Task details: Each of the lines below must be retyped character for character.

Entries supplied:
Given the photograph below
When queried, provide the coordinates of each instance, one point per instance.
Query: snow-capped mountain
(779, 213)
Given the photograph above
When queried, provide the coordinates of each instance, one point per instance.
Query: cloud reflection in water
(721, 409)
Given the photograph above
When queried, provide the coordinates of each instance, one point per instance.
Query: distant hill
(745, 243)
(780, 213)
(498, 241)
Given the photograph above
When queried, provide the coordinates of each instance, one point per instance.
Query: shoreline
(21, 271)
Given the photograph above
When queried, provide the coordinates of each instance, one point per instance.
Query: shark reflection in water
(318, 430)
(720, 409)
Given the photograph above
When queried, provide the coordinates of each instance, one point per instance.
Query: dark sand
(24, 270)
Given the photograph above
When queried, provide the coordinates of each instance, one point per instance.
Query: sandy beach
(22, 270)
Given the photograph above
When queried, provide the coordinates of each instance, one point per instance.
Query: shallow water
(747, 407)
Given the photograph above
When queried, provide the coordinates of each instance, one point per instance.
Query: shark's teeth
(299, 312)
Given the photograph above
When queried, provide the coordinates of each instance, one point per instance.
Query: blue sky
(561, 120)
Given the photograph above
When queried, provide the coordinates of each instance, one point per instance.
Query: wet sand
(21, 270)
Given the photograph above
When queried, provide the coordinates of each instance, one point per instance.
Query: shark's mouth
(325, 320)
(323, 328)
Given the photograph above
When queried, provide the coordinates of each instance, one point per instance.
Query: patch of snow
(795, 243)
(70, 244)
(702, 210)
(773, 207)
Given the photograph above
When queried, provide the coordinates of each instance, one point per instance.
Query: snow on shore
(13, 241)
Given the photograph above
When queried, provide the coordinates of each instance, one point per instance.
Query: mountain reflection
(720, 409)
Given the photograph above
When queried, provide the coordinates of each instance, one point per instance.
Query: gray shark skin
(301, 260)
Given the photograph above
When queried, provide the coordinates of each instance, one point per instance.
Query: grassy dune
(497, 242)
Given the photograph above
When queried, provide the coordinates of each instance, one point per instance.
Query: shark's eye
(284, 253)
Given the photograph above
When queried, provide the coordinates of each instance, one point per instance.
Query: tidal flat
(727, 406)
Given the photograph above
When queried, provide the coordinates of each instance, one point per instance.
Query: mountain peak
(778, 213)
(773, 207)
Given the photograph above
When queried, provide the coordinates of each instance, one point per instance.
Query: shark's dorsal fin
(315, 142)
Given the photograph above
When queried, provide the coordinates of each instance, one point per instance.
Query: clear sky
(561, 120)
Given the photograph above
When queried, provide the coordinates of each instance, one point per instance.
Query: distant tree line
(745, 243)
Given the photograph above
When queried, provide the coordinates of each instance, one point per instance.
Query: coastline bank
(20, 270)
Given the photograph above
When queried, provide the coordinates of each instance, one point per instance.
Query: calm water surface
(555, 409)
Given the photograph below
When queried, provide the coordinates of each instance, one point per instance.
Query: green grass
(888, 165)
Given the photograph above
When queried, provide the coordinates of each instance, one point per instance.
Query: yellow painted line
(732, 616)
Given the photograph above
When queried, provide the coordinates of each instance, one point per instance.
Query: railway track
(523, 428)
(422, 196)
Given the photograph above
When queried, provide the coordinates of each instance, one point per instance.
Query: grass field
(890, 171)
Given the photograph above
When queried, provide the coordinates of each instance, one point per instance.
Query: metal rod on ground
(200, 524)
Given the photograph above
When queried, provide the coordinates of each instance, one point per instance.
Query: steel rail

Result for this task:
Given the photograph below
When queried, provide the coordinates of each instance, one point per instance.
Query: snow-capped mountain
(779, 213)
Given the photograph above
When queried, provide the coordinates of each instance, one point per instance.
Query: cloud reflection in water
(721, 409)
Given the photograph above
When queried, provide the coordinates of each instance, one point per instance.
Query: distant hill
(745, 243)
(780, 213)
(498, 241)
Given the photograph above
When queried, provide the coordinates of each instance, one point per instance.
Query: shoreline
(21, 271)
Given the photograph above
When queried, provide the coordinates of each instance, one point per instance.
Query: shark reflection in water
(318, 430)
(720, 409)
Given the photograph above
When queried, provide the coordinates of each instance, one point per instance.
Query: dark sand
(24, 270)
Given the photograph above
When queried, provide the coordinates of each instance, one point per instance.
Query: sandy beach
(22, 270)
Given the photograph above
When queried, provide the coordinates of each instance, one point per instance.
Query: shallow water
(747, 407)
Given the photograph above
When queried, provide the coordinates of each instance, one point per instance.
Query: shark's teeth
(299, 312)
Given the photograph above
When queried, provide the coordinates of each instance, one point per instance.
Query: blue sky
(561, 120)
Given the photograph above
When queried, provide the coordinates of each instance, one point per instance.
Query: wet sand
(21, 270)
Given the photograph above
When queried, provide the coordinates of each instance, one point per instance.
Query: shark's mouth
(325, 320)
(323, 328)
Given the photograph above
When queried, provide the coordinates of each instance, one point per instance.
Query: patch of snow
(795, 243)
(70, 244)
(702, 210)
(773, 207)
Given the photograph above
When queried, provide the coordinates of each instance, one point per instance.
Query: snow on shore
(13, 241)
Given the photograph above
When queried, provide the coordinates of each instance, one point per instance.
Query: mountain reflection
(720, 409)
Given the photograph above
When queried, provide the coordinates of each instance, one point per instance.
Query: gray shark skin
(301, 260)
Given the photograph above
When queried, provide the coordinates of each instance, one point per instance.
Query: grassy dune
(497, 242)
Given the photograph above
When queried, provide the coordinates of each instance, one point per instance.
Query: shark's eye
(284, 253)
Given the photograph above
When queried, provide the coordinates of each instance, one point per instance.
Query: tidal flat
(727, 406)
Given the photograph above
When queried, provide the coordinates of each instance, one point per instance.
Query: mountain peak
(778, 213)
(773, 207)
Given the photograph above
When queried, provide the coordinates of each instance, one point per instance.
Query: shark's dorsal fin
(315, 142)
Given the photograph above
When queried, provide the coordinates of each instance, one point per instance.
Query: clear sky
(561, 120)
Given the photograph above
When queried, provide the coordinates of each instance, one point per instance.
Query: distant tree line
(745, 243)
Given the photograph above
When queried, provide the coordinates of each instance, one point per instance.
Query: coastline bank
(20, 270)
Given the photograph above
When queried, provide the coordinates of each instance, one point per instance.
Query: calm water surface
(555, 409)
Given the photograph below
When queried, provide the coordinates of each instance, one point per instance.
Query: green grass
(888, 165)
Given the photograph above
When queried, provide the coordinates of each instance, one point per instance.
Query: yellow painted line
(732, 616)
Given the photograph above
When queried, provide the coordinates of each instance, one point per instance.
Query: railway track
(523, 428)
(422, 196)
Given the photograph above
When queried, provide the coordinates of each instance, one point per instance.
Query: grass field
(890, 171)
Given the photograph above
When queried, provide the coordinates of each instance, one point per instance.
Query: metal rod on ground
(200, 524)
Given the photograph above
When queried, provide the coordinates of each instance, one point per instance.
Query: steel rail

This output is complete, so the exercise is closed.